Stated goal.
Pull out every line below that contains the string "shrub", treating case as significant.

Entries from a pointing dataset.

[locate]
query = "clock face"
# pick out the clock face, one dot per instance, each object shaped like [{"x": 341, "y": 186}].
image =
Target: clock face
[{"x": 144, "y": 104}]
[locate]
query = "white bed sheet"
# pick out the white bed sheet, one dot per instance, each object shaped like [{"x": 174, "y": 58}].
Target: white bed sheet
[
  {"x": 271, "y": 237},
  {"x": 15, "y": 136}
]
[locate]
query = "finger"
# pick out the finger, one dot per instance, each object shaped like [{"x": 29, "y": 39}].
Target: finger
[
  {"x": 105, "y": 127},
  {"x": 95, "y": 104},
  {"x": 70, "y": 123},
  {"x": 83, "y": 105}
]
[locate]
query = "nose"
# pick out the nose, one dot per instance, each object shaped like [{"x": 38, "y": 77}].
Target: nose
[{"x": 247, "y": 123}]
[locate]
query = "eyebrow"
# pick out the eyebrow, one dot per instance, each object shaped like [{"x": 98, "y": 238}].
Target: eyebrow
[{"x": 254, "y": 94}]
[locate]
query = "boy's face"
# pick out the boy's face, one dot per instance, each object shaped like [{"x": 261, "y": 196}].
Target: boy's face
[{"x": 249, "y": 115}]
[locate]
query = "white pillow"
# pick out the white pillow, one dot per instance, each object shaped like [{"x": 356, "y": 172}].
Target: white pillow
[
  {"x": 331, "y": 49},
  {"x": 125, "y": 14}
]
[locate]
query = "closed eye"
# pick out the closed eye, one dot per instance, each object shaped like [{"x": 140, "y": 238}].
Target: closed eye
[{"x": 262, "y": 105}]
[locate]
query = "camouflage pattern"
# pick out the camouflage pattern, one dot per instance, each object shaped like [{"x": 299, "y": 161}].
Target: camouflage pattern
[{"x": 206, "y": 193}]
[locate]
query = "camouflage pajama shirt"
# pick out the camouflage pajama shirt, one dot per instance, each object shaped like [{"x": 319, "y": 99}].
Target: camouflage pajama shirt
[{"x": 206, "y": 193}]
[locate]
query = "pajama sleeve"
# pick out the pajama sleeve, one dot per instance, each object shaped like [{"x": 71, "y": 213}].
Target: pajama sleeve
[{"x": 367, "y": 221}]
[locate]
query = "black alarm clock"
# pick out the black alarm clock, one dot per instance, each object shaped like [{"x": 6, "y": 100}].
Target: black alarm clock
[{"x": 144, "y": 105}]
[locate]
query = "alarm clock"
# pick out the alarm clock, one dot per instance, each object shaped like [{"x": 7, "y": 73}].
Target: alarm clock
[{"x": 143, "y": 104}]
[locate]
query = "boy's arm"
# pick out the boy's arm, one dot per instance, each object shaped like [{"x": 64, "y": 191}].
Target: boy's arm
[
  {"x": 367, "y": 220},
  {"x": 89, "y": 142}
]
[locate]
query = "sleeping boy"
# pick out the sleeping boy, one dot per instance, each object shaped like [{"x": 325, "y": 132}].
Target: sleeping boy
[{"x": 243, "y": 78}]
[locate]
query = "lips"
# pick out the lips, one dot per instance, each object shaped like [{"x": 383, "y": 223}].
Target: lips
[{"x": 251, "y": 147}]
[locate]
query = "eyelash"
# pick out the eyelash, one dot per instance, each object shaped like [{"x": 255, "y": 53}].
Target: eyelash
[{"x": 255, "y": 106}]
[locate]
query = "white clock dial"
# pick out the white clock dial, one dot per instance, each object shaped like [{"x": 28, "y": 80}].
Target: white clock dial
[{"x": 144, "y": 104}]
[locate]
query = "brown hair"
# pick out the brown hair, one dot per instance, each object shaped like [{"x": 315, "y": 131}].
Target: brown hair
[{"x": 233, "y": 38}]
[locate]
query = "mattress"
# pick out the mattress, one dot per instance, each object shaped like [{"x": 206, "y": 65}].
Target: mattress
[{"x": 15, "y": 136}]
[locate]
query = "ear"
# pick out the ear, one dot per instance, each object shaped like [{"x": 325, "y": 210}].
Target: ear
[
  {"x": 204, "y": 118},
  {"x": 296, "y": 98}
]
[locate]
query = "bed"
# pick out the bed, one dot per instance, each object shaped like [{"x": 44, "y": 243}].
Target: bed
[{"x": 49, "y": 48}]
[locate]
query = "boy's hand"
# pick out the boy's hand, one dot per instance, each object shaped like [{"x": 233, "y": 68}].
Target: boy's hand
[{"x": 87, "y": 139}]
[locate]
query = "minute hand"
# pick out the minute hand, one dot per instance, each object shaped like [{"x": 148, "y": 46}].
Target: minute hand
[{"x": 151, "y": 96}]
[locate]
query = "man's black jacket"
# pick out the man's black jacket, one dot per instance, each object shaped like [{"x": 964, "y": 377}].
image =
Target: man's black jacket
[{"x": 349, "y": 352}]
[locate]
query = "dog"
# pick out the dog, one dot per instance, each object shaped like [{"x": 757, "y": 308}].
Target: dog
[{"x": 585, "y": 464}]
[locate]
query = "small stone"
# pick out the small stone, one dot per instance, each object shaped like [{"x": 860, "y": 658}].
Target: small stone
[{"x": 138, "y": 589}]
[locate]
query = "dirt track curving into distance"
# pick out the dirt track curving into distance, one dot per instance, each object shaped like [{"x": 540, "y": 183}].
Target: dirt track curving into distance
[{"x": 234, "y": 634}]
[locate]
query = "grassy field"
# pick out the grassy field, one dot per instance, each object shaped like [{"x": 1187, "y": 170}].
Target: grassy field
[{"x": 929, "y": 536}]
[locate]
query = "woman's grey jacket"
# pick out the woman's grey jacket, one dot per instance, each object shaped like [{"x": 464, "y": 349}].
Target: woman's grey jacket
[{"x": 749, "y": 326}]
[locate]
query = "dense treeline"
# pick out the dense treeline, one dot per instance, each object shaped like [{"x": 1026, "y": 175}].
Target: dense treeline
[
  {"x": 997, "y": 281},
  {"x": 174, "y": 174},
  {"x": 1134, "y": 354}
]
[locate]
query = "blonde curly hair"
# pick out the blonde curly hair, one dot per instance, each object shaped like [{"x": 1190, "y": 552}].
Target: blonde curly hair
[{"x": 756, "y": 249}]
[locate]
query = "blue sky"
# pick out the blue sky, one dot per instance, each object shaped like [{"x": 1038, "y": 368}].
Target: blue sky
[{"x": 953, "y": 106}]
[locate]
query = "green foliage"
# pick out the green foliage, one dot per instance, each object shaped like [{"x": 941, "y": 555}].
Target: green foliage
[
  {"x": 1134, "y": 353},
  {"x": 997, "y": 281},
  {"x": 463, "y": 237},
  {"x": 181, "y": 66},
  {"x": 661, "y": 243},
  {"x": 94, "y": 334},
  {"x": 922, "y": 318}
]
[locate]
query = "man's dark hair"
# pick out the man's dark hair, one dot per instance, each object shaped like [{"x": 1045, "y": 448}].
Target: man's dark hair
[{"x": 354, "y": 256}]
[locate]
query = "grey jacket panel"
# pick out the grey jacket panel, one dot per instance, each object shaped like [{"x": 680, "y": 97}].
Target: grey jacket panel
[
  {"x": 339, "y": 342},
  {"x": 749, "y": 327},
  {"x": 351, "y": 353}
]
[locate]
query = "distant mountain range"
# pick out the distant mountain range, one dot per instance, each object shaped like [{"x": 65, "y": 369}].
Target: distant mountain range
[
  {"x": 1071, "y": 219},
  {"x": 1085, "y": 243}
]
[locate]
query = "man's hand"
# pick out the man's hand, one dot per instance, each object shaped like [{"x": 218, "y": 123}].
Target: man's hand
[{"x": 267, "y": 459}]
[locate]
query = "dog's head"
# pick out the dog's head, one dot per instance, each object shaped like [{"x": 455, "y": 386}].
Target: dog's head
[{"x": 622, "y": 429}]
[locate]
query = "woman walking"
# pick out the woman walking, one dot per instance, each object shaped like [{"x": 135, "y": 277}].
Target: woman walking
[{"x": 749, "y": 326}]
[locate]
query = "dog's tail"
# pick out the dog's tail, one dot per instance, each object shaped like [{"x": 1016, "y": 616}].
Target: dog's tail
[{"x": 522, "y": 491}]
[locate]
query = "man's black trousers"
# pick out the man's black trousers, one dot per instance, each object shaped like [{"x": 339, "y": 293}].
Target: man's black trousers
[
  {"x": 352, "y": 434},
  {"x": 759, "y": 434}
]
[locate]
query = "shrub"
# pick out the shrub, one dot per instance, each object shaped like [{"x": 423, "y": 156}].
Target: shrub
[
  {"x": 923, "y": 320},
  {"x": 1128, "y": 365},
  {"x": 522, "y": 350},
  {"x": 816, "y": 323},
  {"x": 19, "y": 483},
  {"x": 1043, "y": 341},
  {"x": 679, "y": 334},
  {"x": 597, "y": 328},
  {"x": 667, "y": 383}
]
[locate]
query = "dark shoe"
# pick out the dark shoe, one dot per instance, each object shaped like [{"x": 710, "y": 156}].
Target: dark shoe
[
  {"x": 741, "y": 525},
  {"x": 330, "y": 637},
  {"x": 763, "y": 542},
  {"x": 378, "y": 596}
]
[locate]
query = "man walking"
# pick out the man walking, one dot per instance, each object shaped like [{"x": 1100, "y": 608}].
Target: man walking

Solution to the exercise.
query = "shrub"
# pick out the shrub, one dot per instance, each object shaped like [{"x": 423, "y": 156}].
Target: shrub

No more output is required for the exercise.